What the exercise asks →
After locating the line with "Locate the bush", retype it and every later line exactly, stopping at the end of the records.

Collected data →
↓
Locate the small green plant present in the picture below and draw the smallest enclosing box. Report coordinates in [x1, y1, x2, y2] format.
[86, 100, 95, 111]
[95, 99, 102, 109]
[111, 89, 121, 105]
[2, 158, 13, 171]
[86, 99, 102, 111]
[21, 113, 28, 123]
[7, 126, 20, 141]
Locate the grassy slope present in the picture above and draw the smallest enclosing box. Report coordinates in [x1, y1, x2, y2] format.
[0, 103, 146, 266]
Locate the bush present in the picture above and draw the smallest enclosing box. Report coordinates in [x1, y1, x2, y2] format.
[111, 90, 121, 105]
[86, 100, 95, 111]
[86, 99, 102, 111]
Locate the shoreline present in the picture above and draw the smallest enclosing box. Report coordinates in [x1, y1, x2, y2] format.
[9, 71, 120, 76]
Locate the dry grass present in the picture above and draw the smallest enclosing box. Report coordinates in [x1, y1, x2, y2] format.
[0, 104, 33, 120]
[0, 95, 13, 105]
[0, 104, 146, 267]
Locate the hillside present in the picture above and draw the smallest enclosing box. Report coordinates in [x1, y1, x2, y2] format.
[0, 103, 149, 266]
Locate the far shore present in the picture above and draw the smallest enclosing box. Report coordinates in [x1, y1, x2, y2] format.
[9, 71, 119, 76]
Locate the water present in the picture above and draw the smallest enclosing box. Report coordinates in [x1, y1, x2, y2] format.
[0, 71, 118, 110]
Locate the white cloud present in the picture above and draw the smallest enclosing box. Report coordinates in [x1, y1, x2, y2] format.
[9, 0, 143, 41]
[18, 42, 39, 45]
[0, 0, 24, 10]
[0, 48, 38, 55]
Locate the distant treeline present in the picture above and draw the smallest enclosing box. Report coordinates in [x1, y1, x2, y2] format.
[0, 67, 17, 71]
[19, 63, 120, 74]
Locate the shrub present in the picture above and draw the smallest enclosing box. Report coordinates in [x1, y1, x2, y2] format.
↑
Response for this exercise →
Locate the bush present in the picture above and draw the smallest enclosing box. Report coordinates in [x1, y1, x2, y2] format.
[111, 90, 121, 105]
[86, 100, 95, 111]
[86, 99, 102, 111]
Locate the shoreline present in the picture above and draw the smallest enclosing box. Report coordinates in [x1, y1, x2, y2] format.
[9, 71, 120, 76]
Locate the dry grass present in the picture above and draw the smallest enclosing box. Report coordinates in [x1, y1, x2, y2] format.
[0, 104, 33, 120]
[0, 95, 13, 105]
[0, 104, 146, 267]
Locate the hillside present in the picture above and draw the smallest enclosing box. Report coordinates in [x1, y1, x2, y2] format.
[0, 103, 149, 266]
Locate the far shore present in the picture above and draw the smallest enclosing box. Report coordinates in [x1, y1, x2, y2] format.
[9, 71, 119, 76]
Locate the water present in the picture above and draw the smallest enclosing box. Report coordinates in [x1, y1, x2, y2] format.
[0, 71, 118, 110]
Locate the white cloud present in the picture above and draw the smallest enclosing box. Report coordinates in [x1, y1, x2, y2] format.
[9, 0, 143, 41]
[18, 42, 39, 45]
[0, 0, 24, 10]
[0, 48, 38, 55]
Locate the distant treeline present in the picture above and draw the smallest enclosing box. Report coordinates in [x1, y1, x2, y2] format.
[0, 67, 17, 71]
[19, 63, 120, 74]
Locate the shrub present in the picture above and draw the smallest enclosing box. Report coordinates in [x1, y1, x2, y2] format.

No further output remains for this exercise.